The Karadjordje Cup or (Карађорђев куп) is a football tournament held each year in October with a different Australian city as the host. The Tournament is organized by the local Serbian Australian community. The competing clubs have their roots within the Serbian Community but the players that participate reflect the Multicultural society that is Australia.

The first attempt to organize an annual football tournament that would bring together Serbian clubs from Australia took place in 1973. Then, the Avala football club from Sydney (today Bonnyrigg White Eagles FC) organised a tournament called "Nikola Tesla". Only three clubs participated in the tournament, in addition to Avala, FC Mona Vale White Eagles from Sydney and Canberra White Eagles FC from Canberra reported their participation. This competition did not last long. During the 70s and 80s of the 20th century, there were several attempts to organize a football tournament on an annual basis, but without success. FC Belgrade Adelaide and Dianella White Eagles SC started playing mutual cup matches called "Karadjordjev Cup" in 1984. The first, real tournament, which gathered a large number of Serbian clubs from Australia, was organized by Avala from Sydney. The tournament was held on December 26 and 27, 1987, under the name "All-Serbian Transitional Cup Tournament". The title was won by the host of the FC Avala competition, beating the Westgate Sindjelic team from Melbourne in the finals with 4:3 on penalties, since the regular part of the game ended 1: 1. Since then, every year, a tournament of Serbian clubs called "Karadjordjev Cup" is organized in its current form. The only competition was not held in 2001. Until 1996, the rule was that the winner of the tournament had the honor of organizing the next tournament, but after that the cup was organized by agreement.

Stored data:
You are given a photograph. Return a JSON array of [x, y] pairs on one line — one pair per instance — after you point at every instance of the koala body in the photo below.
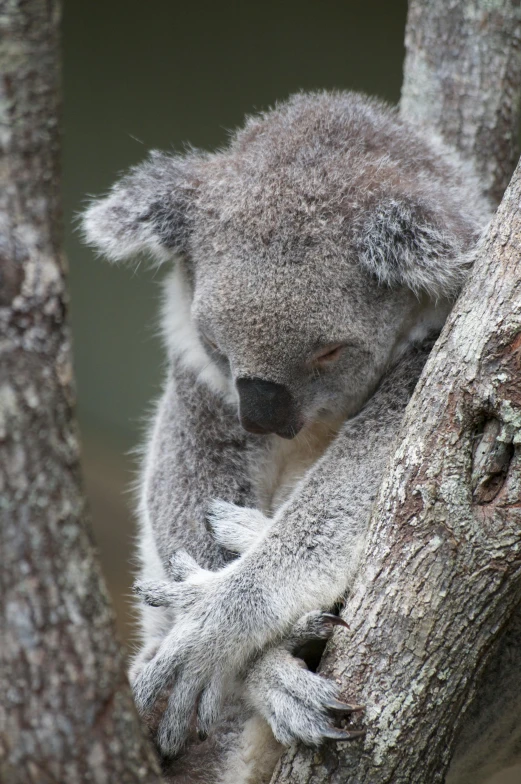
[[315, 259]]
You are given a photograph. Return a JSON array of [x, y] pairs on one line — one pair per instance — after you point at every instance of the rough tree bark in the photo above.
[[66, 712], [440, 578]]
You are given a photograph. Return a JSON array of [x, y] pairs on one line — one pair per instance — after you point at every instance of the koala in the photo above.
[[313, 262]]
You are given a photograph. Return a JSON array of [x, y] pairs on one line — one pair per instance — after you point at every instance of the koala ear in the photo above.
[[406, 243], [147, 211]]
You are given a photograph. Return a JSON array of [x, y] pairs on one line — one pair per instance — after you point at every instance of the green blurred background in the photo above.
[[157, 75]]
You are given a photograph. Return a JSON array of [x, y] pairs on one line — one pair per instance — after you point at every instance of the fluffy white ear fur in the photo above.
[[404, 243], [145, 212]]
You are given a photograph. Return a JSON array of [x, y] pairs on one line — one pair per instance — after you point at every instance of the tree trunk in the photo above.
[[440, 578], [66, 711], [462, 78]]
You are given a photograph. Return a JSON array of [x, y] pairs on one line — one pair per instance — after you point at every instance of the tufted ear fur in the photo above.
[[147, 211], [406, 243]]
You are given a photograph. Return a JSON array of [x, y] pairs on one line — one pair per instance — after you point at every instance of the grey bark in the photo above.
[[66, 711], [462, 78], [439, 588]]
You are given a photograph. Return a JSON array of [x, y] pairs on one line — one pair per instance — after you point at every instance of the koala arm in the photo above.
[[197, 452], [304, 561]]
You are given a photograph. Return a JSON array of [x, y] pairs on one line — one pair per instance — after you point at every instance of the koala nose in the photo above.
[[267, 407]]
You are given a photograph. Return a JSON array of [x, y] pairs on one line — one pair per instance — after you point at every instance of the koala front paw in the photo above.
[[236, 528], [206, 646], [298, 704]]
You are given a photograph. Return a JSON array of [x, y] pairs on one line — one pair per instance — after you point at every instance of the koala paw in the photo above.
[[236, 528], [298, 704], [197, 657]]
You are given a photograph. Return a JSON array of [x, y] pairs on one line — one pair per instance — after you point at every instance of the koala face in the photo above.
[[314, 246], [299, 342]]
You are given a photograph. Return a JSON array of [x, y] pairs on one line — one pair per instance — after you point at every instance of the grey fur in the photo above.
[[326, 222]]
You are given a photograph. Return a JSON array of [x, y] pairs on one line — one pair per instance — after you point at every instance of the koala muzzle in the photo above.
[[267, 407]]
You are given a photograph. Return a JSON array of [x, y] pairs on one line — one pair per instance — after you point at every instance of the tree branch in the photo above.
[[441, 574], [440, 578], [66, 712], [462, 78]]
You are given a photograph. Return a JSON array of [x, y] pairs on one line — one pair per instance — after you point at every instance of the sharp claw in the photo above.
[[334, 620], [344, 707], [332, 733]]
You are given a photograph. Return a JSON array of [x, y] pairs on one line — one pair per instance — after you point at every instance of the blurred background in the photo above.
[[158, 75]]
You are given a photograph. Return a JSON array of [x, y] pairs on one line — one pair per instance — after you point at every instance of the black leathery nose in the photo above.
[[265, 404]]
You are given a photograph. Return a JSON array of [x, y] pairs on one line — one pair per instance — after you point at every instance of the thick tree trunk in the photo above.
[[66, 712], [462, 78], [440, 579]]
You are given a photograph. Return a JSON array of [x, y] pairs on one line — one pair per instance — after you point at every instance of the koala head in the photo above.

Task requirements
Decide whether each statement agrees with the Karadjordje Cup text, answering yes or no and quoting the words of the text that settle it. (a) The 1973 "Nikola Tesla" tournament had only three participating clubs. (b) The 1987 final was decided within the regular part of the game. (c) After 1996, the winner of the tournament still organized the next one.

Problem solution
(a) Yes: "Only three clubs participated in the tournament"
(b) No: "with 4:3 on penalties, since the regular part of the game ended 1: 1"
(c) No: "Until 1996, the rule was that the winner of the tournament had the honor of organizing the next tournament, but after that the cup was organized by agreement."